Point-per-instance localization data
■ ■ ■
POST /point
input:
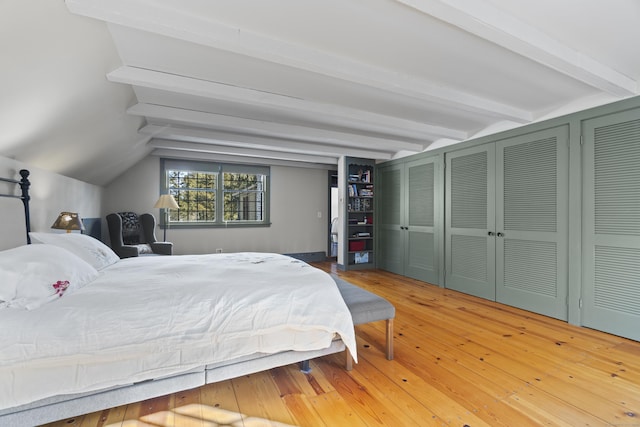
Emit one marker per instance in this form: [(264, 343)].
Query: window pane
[(215, 193), (195, 193), (243, 197)]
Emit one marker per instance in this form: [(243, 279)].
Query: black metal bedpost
[(24, 185)]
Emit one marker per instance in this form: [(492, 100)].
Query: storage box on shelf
[(359, 214)]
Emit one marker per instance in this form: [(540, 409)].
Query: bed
[(66, 301)]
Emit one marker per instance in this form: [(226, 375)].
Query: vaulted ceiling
[(283, 81)]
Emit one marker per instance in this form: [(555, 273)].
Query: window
[(216, 194)]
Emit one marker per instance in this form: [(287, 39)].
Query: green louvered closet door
[(470, 221), (390, 238), (531, 222), (421, 260), (611, 224), (407, 238)]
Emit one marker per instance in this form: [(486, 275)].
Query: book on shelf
[(361, 257)]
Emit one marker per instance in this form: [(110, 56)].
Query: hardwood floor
[(459, 360)]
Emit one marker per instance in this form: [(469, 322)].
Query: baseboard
[(309, 256)]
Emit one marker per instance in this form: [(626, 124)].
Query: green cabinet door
[(611, 224), (407, 221), (531, 221), (470, 221), (389, 218), (421, 260)]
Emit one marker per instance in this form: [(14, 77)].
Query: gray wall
[(51, 194), (297, 195)]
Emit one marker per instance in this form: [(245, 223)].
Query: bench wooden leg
[(389, 339), (349, 360)]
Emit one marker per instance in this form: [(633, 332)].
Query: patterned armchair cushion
[(130, 228)]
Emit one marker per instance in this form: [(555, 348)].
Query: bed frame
[(66, 406), (24, 186)]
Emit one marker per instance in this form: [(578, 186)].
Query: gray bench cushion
[(364, 306)]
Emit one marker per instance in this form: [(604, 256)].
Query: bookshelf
[(359, 207)]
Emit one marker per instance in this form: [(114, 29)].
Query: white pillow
[(86, 247), (33, 275)]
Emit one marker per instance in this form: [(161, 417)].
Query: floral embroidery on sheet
[(60, 287)]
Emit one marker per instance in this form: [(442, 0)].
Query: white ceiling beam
[(244, 126), (348, 117), (219, 157), (202, 136), (176, 23), (481, 18), (242, 152)]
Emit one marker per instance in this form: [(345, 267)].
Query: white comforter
[(156, 316)]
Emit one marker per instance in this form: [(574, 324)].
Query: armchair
[(134, 235)]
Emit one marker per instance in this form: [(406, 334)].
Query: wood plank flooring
[(459, 361)]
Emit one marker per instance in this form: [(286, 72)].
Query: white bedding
[(148, 317)]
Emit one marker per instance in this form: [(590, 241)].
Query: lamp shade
[(166, 201), (68, 221)]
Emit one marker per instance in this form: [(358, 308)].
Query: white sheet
[(148, 317)]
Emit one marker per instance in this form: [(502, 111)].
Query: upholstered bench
[(367, 307)]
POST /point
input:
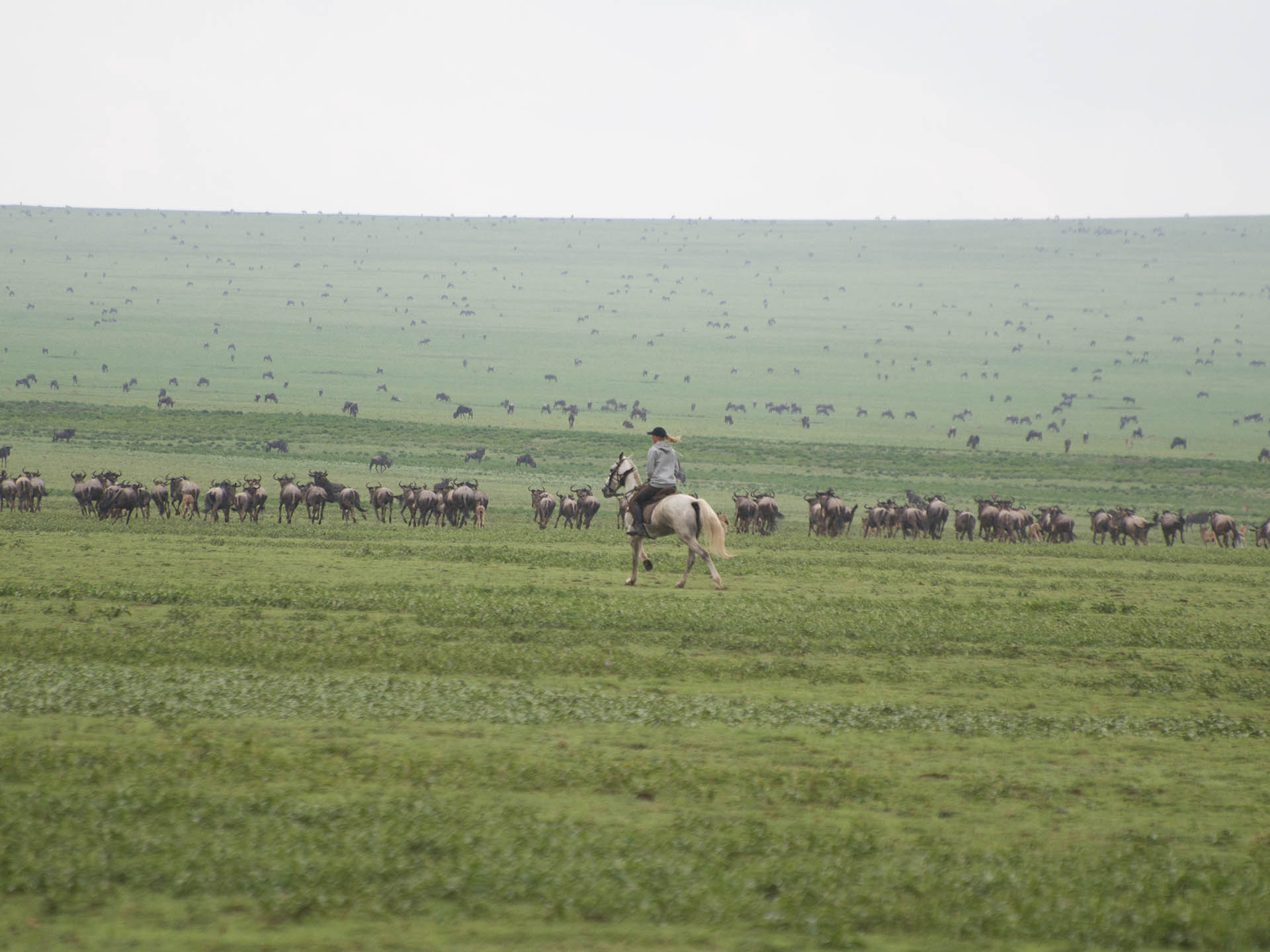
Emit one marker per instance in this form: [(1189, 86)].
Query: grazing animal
[(588, 506), (381, 498), (1173, 524), (679, 514), (1224, 530), (542, 504), (290, 496)]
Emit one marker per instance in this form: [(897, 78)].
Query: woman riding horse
[(662, 465)]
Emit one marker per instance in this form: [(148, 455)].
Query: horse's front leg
[(636, 549)]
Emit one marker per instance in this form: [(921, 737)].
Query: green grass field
[(381, 736)]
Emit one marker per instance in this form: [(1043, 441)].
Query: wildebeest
[(747, 512), (118, 500), (251, 499), (187, 493), (8, 491), (568, 510), (219, 500), (588, 504), (937, 516), (1173, 524), (680, 514), (381, 498), (1100, 524), (349, 504), (767, 513), (1224, 530), (542, 504), (316, 502), (290, 495)]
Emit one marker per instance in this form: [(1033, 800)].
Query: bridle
[(618, 474)]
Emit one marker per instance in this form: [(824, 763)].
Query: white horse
[(679, 514)]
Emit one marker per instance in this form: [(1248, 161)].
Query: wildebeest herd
[(992, 520), (450, 502)]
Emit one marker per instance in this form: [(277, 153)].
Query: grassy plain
[(338, 736)]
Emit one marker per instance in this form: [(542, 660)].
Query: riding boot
[(636, 521)]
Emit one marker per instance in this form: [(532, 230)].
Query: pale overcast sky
[(793, 110)]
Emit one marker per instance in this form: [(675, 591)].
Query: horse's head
[(619, 474)]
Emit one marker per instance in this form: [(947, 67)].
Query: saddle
[(657, 498)]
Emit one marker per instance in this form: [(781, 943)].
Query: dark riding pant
[(636, 506)]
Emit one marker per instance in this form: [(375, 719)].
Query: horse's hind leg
[(693, 557), (635, 554)]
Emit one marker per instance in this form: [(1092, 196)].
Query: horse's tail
[(714, 528)]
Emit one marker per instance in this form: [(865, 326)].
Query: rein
[(618, 475)]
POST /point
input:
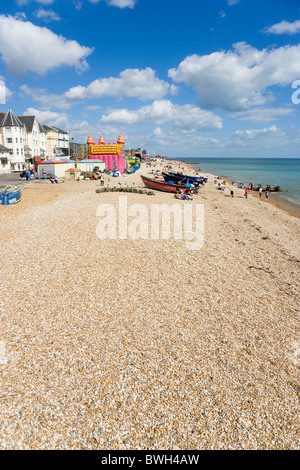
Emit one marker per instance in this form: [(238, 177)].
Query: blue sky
[(184, 78)]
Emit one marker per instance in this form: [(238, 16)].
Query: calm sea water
[(285, 172)]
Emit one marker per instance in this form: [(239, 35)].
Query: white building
[(13, 137), (4, 160), (36, 138), (63, 147), (58, 142)]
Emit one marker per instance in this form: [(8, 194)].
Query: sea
[(283, 172)]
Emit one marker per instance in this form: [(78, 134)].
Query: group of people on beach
[(183, 195), (27, 174)]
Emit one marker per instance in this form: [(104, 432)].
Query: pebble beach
[(144, 344)]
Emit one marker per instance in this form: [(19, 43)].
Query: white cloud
[(133, 83), (47, 15), (284, 27), (42, 2), (254, 133), (32, 41), (260, 114), (46, 99), (60, 120), (160, 112), (118, 3), (239, 78)]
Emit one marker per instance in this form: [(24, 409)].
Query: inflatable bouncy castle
[(110, 154)]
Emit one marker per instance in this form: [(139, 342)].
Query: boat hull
[(187, 179), (162, 185)]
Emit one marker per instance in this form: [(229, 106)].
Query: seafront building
[(24, 140), (78, 151), (36, 138), (13, 137)]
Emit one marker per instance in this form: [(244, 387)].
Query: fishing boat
[(186, 178), (163, 185), (10, 195)]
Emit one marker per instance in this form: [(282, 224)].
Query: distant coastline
[(282, 171)]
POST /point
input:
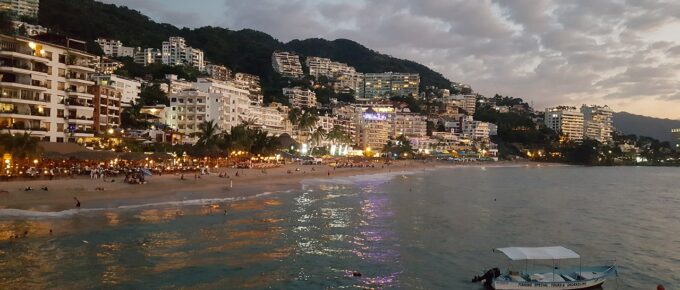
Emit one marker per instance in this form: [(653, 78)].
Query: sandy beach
[(170, 187)]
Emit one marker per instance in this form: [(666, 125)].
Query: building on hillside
[(372, 130), (567, 121), (300, 98), (115, 48), (28, 28), (129, 89), (45, 88), (598, 123), (287, 64), (107, 66), (269, 119), (175, 51), (148, 56), (389, 84), (21, 8), (408, 124), (218, 72), (107, 107)]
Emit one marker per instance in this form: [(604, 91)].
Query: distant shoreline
[(170, 188)]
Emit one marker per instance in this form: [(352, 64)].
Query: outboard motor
[(488, 277)]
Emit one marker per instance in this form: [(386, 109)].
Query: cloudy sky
[(622, 53)]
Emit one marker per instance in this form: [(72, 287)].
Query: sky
[(621, 53)]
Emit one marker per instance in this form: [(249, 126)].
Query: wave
[(6, 213)]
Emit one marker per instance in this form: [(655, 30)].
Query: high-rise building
[(107, 107), (300, 98), (128, 88), (218, 72), (408, 124), (45, 88), (598, 123), (175, 51), (389, 84), (148, 56), (115, 48), (287, 64), (21, 8), (567, 121)]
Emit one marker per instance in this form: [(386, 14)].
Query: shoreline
[(170, 189)]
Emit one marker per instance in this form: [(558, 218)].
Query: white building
[(565, 120), (175, 51), (388, 84), (598, 123), (148, 56), (27, 8), (115, 48), (287, 64), (218, 72), (300, 98), (408, 124), (45, 88), (129, 89)]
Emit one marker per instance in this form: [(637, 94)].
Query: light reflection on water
[(429, 231)]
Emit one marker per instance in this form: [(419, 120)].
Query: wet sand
[(169, 187)]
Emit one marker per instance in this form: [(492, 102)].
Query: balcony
[(21, 50), (26, 85), (79, 65), (79, 79)]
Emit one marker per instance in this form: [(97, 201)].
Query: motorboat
[(555, 277)]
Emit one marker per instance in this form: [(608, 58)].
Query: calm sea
[(424, 230)]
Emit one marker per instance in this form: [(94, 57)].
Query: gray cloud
[(553, 52)]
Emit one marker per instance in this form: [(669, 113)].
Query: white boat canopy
[(538, 253)]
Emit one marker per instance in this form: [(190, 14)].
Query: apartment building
[(21, 8), (107, 107), (175, 51), (128, 88), (218, 72), (389, 84), (148, 56), (408, 124), (115, 48), (372, 130), (287, 64), (300, 98), (565, 120), (44, 88), (598, 123), (208, 100)]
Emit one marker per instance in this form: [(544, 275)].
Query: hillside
[(245, 50), (645, 126)]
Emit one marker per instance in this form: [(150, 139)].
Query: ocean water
[(431, 229)]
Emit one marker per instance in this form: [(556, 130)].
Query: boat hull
[(513, 285)]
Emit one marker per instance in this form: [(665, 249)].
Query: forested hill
[(244, 50)]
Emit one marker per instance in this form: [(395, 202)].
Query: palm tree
[(209, 131)]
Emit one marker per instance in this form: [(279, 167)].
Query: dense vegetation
[(245, 50)]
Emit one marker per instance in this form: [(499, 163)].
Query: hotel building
[(44, 88), (115, 48), (300, 98), (567, 121), (389, 84), (175, 51), (598, 123), (287, 64), (129, 89), (27, 8)]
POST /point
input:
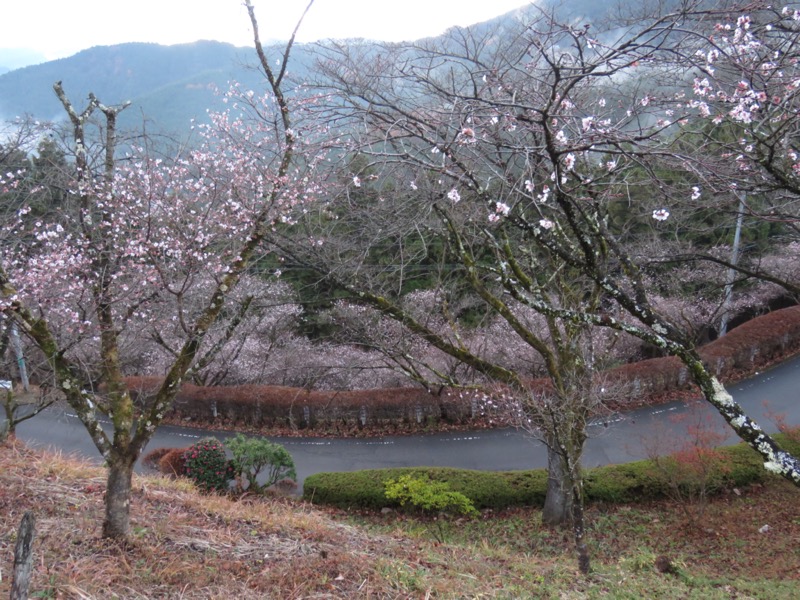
■ ■ ■
- _TASK DIRECTIONS_: Set down exactly, from the line that contains "Emit one marker per instance in this form: [(492, 102)]." through the last line of the data, each line as it stands, and leave the pictures out.

- _ANSWER TO THIS TASK_:
Emit one marker per instance in this form: [(492, 102)].
Query: balcony
[(21, 50), (26, 85), (79, 65), (79, 79)]
Emit one marker per instance in this form: [(97, 201)].
Query: motorboat
[(555, 277)]
Emit one marker per instance in this form: [(608, 58)].
Query: calm sea
[(424, 230)]
Emit one marker per instance in this form: [(94, 57)].
Query: gray cloud
[(553, 52)]
Emit one marker per instance in this form: [(669, 113)].
Query: white boat canopy
[(538, 253)]
Emit one marker per instance in this form: [(190, 14)].
Query: apartment building
[(21, 8), (107, 107), (175, 51), (128, 88), (218, 72), (389, 84), (148, 56), (408, 124), (115, 48), (372, 130), (287, 64), (300, 98), (565, 120), (44, 88), (598, 123), (208, 100)]
Emit one marker per instance in this form: [(544, 275)].
Query: hillside
[(245, 50), (645, 126)]
Emit one marker per instance in this form: [(150, 139)].
Query: ocean water
[(431, 229)]
Emit one marker per instance in this form: [(556, 130)].
Query: boat hull
[(513, 285)]
Emit one marker per instance in this form: [(665, 249)].
Query: forested hill
[(244, 50)]
Emit one marker per instance in this form: [(395, 202)].
Query: palm tree
[(209, 131)]
Emit one marker per instance in this form: [(279, 167)].
Query: dense vegetation
[(245, 50)]
Emit one marker per instance in this form: [(499, 163)].
Query: hotel building
[(44, 88), (115, 48), (300, 98), (567, 121), (389, 84), (175, 51), (598, 123), (287, 64), (129, 89), (27, 8)]
POST /point
input:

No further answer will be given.